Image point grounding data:
*** Block opens ***

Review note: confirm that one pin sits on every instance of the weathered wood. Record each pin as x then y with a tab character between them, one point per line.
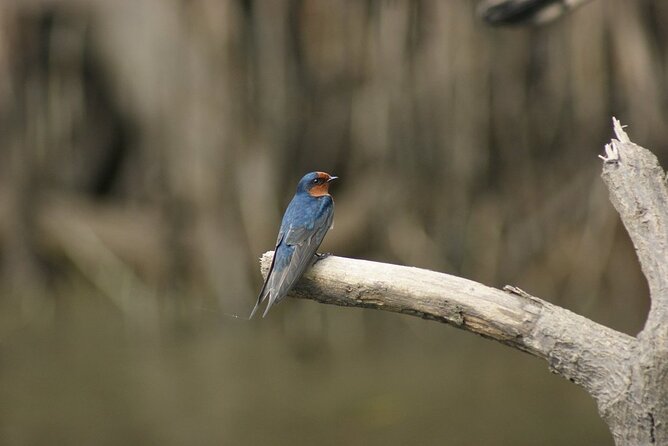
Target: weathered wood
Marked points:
627	376
574	347
638	191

*** Block closes ***

**Problem requirements:**
What is the number of lines in the entries above that contain the word "wood"? Answer with that number only.

**Task output:**
2